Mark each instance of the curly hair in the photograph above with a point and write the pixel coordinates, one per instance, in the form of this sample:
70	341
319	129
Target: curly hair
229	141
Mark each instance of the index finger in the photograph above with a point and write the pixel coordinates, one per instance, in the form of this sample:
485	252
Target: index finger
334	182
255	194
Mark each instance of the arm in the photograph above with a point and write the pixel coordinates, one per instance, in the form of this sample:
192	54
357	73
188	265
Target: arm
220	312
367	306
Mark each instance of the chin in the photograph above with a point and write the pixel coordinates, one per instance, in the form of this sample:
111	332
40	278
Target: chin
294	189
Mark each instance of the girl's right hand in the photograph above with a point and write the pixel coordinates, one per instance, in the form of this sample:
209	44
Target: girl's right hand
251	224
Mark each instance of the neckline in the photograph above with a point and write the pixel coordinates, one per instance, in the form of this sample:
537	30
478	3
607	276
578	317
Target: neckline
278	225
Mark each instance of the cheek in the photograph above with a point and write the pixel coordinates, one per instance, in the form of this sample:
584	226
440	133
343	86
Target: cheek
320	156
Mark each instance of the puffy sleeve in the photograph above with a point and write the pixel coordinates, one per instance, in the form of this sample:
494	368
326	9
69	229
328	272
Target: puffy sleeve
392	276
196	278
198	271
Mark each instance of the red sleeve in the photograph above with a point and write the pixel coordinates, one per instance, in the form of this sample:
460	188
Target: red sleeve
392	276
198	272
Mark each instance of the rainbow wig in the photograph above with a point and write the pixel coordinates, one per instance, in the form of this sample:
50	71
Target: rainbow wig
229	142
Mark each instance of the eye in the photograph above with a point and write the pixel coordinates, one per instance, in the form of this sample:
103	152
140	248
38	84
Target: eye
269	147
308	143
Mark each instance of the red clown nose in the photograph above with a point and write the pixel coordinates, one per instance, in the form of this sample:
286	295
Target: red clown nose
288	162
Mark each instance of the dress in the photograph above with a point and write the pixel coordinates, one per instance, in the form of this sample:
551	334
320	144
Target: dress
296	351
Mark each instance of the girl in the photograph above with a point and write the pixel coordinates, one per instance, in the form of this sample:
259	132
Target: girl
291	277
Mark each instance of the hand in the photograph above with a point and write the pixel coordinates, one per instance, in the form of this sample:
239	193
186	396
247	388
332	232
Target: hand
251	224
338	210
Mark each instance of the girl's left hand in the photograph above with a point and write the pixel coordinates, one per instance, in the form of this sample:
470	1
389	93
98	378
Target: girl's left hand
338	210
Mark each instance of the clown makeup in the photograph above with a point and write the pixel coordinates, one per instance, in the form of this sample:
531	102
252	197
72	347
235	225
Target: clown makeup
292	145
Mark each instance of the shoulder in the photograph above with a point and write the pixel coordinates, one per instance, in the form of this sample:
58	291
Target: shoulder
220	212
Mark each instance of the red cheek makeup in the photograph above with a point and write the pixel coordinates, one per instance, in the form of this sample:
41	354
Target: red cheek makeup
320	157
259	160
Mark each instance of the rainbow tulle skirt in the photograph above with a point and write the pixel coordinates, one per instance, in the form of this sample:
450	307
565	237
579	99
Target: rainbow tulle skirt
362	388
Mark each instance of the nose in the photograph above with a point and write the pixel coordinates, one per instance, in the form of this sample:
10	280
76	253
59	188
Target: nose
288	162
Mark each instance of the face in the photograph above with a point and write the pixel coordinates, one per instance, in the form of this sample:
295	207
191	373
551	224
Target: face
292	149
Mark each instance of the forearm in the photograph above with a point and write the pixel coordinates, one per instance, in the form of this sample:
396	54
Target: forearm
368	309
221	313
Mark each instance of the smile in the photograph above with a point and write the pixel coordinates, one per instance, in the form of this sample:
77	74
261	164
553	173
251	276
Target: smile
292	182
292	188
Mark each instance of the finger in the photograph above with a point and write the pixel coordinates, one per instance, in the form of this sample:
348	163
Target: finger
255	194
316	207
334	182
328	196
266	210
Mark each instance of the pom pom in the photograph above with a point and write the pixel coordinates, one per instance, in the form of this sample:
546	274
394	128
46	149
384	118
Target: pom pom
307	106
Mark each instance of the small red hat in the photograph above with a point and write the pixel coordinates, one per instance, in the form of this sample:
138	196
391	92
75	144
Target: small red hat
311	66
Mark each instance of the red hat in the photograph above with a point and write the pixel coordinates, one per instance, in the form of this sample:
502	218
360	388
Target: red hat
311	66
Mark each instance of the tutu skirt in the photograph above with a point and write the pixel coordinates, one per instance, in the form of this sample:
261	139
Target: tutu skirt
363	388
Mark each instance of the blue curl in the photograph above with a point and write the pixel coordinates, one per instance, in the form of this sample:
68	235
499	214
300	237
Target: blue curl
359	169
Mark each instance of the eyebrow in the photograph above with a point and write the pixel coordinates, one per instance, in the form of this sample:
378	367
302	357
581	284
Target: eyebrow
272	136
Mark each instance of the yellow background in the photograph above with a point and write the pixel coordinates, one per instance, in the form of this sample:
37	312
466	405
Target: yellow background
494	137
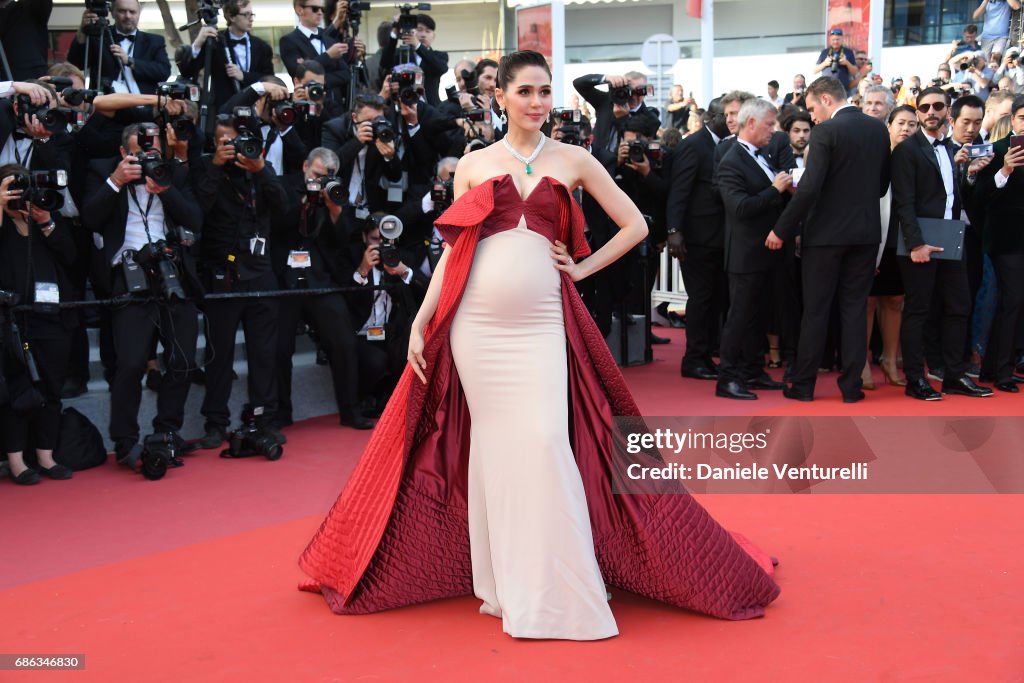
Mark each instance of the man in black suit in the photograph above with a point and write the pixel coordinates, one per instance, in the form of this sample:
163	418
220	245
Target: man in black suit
129	214
754	195
25	38
131	60
695	237
308	42
838	202
433	62
925	185
238	58
1000	186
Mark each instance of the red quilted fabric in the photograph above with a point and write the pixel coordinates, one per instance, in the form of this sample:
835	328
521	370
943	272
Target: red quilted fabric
397	534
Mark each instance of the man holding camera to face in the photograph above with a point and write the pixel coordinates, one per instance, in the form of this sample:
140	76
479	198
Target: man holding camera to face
241	198
146	219
312	254
238	59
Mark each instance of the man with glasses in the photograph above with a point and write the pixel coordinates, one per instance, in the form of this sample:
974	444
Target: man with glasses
238	55
308	42
926	185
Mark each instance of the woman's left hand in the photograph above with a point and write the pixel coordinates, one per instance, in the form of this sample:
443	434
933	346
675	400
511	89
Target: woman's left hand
564	262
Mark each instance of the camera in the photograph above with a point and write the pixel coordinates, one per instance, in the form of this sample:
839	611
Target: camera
407	19
390	227
330	184
383	130
442	194
40	188
622	95
157	258
253	439
292	111
314	89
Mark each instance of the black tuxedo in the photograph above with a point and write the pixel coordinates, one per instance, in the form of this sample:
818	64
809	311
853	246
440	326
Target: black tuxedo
150	53
260	65
25	37
694	209
919	190
752	207
838	206
337	74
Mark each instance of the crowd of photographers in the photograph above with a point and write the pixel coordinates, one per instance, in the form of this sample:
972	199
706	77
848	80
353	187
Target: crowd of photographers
229	198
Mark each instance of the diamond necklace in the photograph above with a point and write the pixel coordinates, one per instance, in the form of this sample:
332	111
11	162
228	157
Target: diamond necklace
525	160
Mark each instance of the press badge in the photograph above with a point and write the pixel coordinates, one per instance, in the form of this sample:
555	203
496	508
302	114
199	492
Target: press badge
298	259
257	245
47	293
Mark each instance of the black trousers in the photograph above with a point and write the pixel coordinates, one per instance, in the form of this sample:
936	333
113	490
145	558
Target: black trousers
329	316
923	283
42	425
135	327
259	322
745	326
1003	344
829	272
707	287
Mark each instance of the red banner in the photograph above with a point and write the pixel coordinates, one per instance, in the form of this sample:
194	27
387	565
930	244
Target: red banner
851	16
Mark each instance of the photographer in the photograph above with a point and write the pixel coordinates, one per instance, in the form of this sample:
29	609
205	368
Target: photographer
433	62
309	43
365	142
241	198
132	209
131	59
35	247
284	147
384	315
310	255
238	59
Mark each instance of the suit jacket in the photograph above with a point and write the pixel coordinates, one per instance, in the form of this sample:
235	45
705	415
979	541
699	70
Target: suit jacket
601	101
918	186
260	65
693	208
152	66
752	207
1005	207
25	38
847	173
337	74
104	212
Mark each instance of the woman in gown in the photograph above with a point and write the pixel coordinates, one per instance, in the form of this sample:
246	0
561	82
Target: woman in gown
491	469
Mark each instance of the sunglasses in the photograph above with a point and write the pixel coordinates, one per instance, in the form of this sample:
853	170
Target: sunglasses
928	107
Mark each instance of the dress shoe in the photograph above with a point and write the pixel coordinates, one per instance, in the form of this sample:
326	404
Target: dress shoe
699	373
57	471
734	390
922	390
355	420
796	394
764	381
965	386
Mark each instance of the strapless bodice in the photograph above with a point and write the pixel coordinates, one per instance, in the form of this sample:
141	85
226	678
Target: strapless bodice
540	208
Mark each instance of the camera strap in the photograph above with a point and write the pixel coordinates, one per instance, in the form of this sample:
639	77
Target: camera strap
143	214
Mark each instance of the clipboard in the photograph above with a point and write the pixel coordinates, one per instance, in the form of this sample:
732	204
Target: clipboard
938	232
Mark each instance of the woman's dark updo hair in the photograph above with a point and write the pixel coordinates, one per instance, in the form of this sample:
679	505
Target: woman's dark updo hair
513	61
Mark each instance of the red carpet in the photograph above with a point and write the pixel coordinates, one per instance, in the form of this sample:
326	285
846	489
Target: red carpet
193	578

◆ ◆ ◆

## TASK BRIEF
Write out, word for word, the lines from the one containing "Mark each instance of the camera strap" through the last line above, both included.

## THE COMPLETED TASK
Mark each instance of the camera strap in the photograph above with a point and write the pixel coordinates, one per instance, in the form of this sample:
639	77
Target: camera strap
143	214
Mark each instance of the clipboard in the photograph above with a point and write the pixel coordinates, one per instance, in the form of this sample:
732	204
Target: clipboard
938	232
Mark each instance of the woman's dark updo hair in the photograph above with a point and write the pixel coordinates, one per instance, in the form of this sample:
679	505
Target: woman's dark updo hair
513	61
Mark each instance of the red carpet in the photograph above with a point and write the pixel coordinates, one per instance, in the form of this sample:
326	285
846	489
Target: red carpet
193	578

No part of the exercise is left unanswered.